[Data entries]
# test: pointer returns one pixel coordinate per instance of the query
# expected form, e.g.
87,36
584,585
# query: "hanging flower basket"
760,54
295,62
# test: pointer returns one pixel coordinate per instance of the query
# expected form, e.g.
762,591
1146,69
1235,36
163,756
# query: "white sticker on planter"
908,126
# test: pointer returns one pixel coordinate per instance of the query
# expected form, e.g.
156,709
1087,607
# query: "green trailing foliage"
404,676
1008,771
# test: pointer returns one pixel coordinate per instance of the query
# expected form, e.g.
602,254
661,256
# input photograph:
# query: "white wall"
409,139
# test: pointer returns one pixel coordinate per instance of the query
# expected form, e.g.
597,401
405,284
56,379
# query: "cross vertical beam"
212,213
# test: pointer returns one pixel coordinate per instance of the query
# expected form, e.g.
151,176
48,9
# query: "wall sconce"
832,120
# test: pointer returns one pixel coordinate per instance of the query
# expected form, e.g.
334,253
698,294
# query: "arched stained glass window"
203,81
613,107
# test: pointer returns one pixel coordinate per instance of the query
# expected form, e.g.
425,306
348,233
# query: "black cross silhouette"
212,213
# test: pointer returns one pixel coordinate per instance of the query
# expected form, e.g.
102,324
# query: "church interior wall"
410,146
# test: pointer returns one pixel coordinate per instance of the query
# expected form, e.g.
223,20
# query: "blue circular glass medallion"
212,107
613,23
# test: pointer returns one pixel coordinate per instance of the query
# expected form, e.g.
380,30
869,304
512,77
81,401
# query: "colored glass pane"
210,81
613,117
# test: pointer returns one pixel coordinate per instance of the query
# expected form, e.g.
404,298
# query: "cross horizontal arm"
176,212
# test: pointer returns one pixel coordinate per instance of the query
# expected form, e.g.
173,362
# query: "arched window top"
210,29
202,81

* Your objective:
Show every line of the data above that contains the word "arched", copying each line in full. Case counts.

* Complete output:
# query: "arched stained glass window"
# query: "arched window top"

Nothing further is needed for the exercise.